/---

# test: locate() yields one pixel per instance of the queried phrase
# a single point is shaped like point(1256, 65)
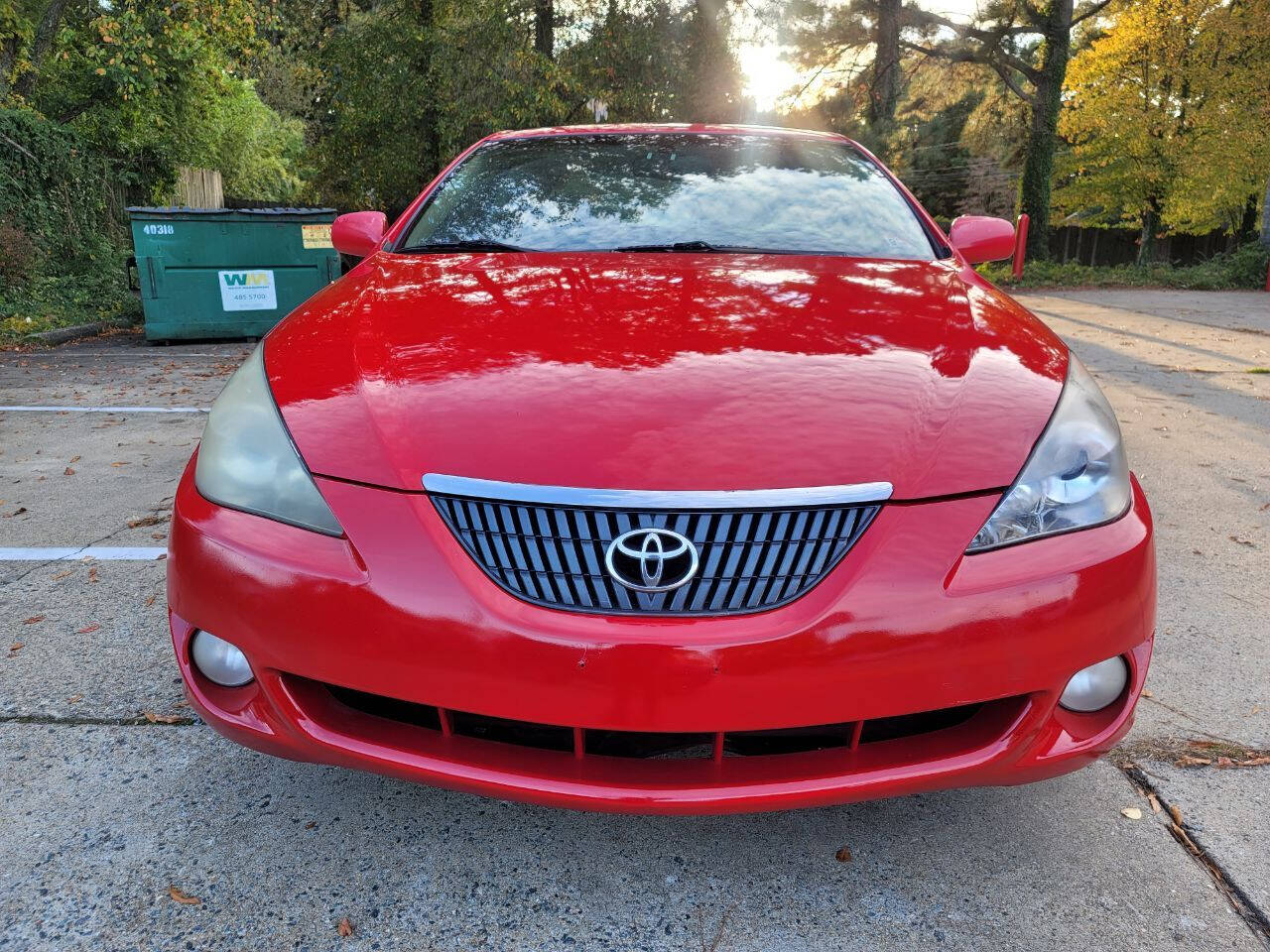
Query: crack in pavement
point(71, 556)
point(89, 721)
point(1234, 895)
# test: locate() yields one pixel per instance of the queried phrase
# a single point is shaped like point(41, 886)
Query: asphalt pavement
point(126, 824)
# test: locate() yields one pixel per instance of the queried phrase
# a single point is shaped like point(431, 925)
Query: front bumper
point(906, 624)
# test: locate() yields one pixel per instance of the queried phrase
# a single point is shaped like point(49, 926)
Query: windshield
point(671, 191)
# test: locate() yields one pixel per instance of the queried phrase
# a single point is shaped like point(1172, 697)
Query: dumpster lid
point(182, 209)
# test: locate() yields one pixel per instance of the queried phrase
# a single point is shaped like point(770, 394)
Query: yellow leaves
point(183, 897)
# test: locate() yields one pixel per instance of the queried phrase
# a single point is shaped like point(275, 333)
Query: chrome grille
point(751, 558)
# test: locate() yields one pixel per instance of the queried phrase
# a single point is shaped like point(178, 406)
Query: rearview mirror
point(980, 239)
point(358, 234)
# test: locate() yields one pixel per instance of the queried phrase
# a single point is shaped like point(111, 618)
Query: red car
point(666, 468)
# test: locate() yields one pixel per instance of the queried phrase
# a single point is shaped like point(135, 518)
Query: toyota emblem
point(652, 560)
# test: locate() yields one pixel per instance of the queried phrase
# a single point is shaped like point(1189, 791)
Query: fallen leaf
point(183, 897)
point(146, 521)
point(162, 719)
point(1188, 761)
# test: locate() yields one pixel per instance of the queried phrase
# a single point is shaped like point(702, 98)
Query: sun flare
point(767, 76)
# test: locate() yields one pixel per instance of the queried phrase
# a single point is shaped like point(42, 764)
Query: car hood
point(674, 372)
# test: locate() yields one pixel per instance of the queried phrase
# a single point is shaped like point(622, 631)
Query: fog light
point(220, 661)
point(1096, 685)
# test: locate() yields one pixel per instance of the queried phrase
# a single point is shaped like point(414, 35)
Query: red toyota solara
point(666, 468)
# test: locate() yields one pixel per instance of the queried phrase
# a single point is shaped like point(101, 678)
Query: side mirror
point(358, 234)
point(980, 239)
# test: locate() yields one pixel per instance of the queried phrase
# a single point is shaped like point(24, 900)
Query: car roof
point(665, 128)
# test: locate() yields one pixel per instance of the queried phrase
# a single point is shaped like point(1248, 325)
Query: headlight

\---

Your goal — In your copy of the entries above, leave out the pictures and keep every word exact.

Solution to this problem —
# test: locate() yields one pixel per instance of the queried phrase
# a single point is shaped like point(1256, 65)
Query: crack in pavement
point(71, 556)
point(89, 721)
point(1234, 895)
# test: locate() yields one pixel per instance of the queried phrase
# a single point is shaped like point(41, 886)
Query: asphalt pavement
point(126, 824)
# test: locate() yields one pixel per instance of the queried phrase
# a single point is shaped like point(431, 925)
Query: front bumper
point(906, 624)
# test: locate() yields one pixel per instance of the queried phrase
# a single point is shaped like point(49, 926)
Query: windshield
point(671, 191)
# test: locate() yields one pixel per instance of the queried phrase
# a single point is shaped like point(1172, 697)
Query: dumpster lid
point(182, 209)
# test: locate() yields one pixel per instance of the queried phrase
# a single point is shaped like point(770, 394)
Query: yellow leaves
point(183, 897)
# test: locate() yields one pixel per instance of the queried phrase
# a single point is shaped like point(275, 333)
Query: chrome grille
point(751, 558)
# test: locate() yields one pixel per instance of the queried phrase
# a single point is shaped like point(178, 406)
Query: rearview mirror
point(980, 239)
point(358, 234)
# test: locate() yields one pixel per instance of the queried phrase
# a single point is shaped like point(111, 618)
Query: red car
point(666, 468)
# test: locate() yields one pixel per instance of the queried phrase
# a single point is shaped like point(135, 518)
Query: toyota emblem
point(652, 560)
# test: locate() yields one pixel per instance of the queried phrase
# a single point is shaped like point(1189, 791)
Query: fallen leaf
point(183, 897)
point(146, 521)
point(162, 719)
point(1188, 761)
# test: locate() yields one pixel per instance of the queried phrase
# a single point is shaped like point(702, 98)
Query: sun flare
point(767, 76)
# test: locate() yields one pixel per instance of the queried phrase
# a single point is shaped like point(42, 764)
Query: car hood
point(674, 372)
# test: locate() yields one pixel per instance of the queried phrase
# a single point is shaped like point(622, 631)
Query: fog light
point(220, 661)
point(1096, 685)
# test: locate() yields one pixel per instance of the queried phrase
# a single point is shaped like point(414, 35)
Query: red toyota solara
point(666, 468)
# test: locate() yields one pixel per instance of the queried phrase
# a single point is shaped like point(101, 678)
Query: side mirror
point(358, 234)
point(980, 239)
# test: locate() yields one pixel per instance of the queried phrase
# a single point is shaped like point(24, 900)
Query: car roof
point(665, 128)
# test: locate() yields one pixel per instance of the queried phrase
# a single point is shaped like point(1248, 325)
Query: headlight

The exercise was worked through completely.